╭─ TRECHO

Na última aula, após revisar todas as seqüências, o professor explicou os passos

do homem e os da mulher e a relação entre esses passos e condução. Explicou ainda a

variação que poderia ser feita no tamanho das figuras, além de exemplificar outros tipos

de variações que poderiam ocorrer como a velocidade. Dinzel (2011) menciona que as

variações que ocorrerem na velocidade, na angulação e na amplitude do movimento é

que produzem a expressividade na dança.

Quanto ao desenvolvimento da condução na aula, após os alunos repetirem

várias vezes a seqüência, o professor pediu que trocassem os pares para desenvolver

62

a condução. Essa é uma prática bastante comum também em aulas de dança de salão,

que visam que o aluno não se acostume com a parceira e creia que está conduzindo,

quando na verdade a parceira já está condicionada. A troca de pares também serve

para as aulas que estão muito cheias e quando há mais pessoas de um mesmo sexo

do que de outro. Em uma das aulas observadas, havia mais mulheres que homens e

houve, por parte dos alunos, uma troca de pares voluntária, em que os homens

alternavam entre as mulheres que tinham par e as que estavam sozinhas. Dessa forma,

todas puderam dançar. Acrescentamos que quando há muitos homens ou muitas

mulheres sozinhos na aula, é possível que aprendam a sua parte copiando

individualmente o que os professores estão fazendo. Também existe a possibilidade de

dançar com alguém do mesmo sexo. Percebemos durante as observações que o

professor incentivava os alunos a dançarem com os iniciantes que estavam sozinhos.

Durante as aulas, Carlos incentiva que os alunos filmem as figuras que ele passa

para treinarem em casa. Além disso, ele disponibiliza aos alunos as músicas, fotos,

livros, informações. Ele mantém uma página em rede social da internet e manda e-mails

semanalmente para que os alunos sempre saibam o que está acontecendo. Quando há

bailarinos de Buenos Aires em Porto Alegre, Carlos procura sempre disponibilizar um

espaço em suas aulas ou promover cursos para que os alunos aprendam também com

outros professores.

O tango não é nosso, o tango é de todas as academias de Porto Alegre.

E cada professor de tango de Porto Alegre tem a nossa amizade,

inclusive tem as portas abertas para dar seus cursos e workshops. Às

vezes vem bailarinas e bailarinos de Buenos Aires e nós convidamos

para que dêem uma aulinha para os nossos alunos. O grupo 8 Adelante

sempre tem as portas abertas para todos (CARLOS, 2013).

╰─
╭─ SEÇÃO DE DADOS

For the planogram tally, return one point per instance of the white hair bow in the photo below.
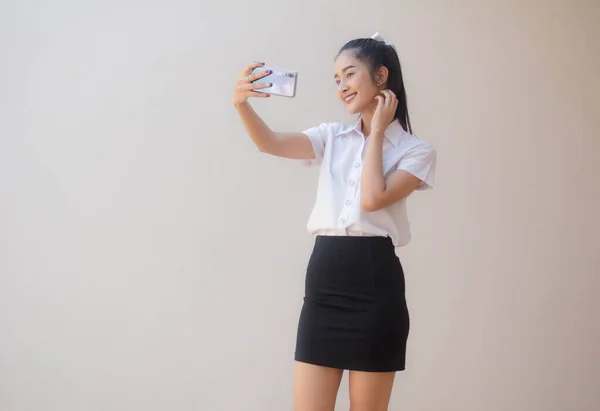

╰─

(OBJETIVO):
No trecho sobre as aulas de tango, o que produz a expressividade na dança segundo Dinzel (2011)?

(RESULTADO DA TAREFA):
As variações na velocidade, na angulação e na amplitude do movimento.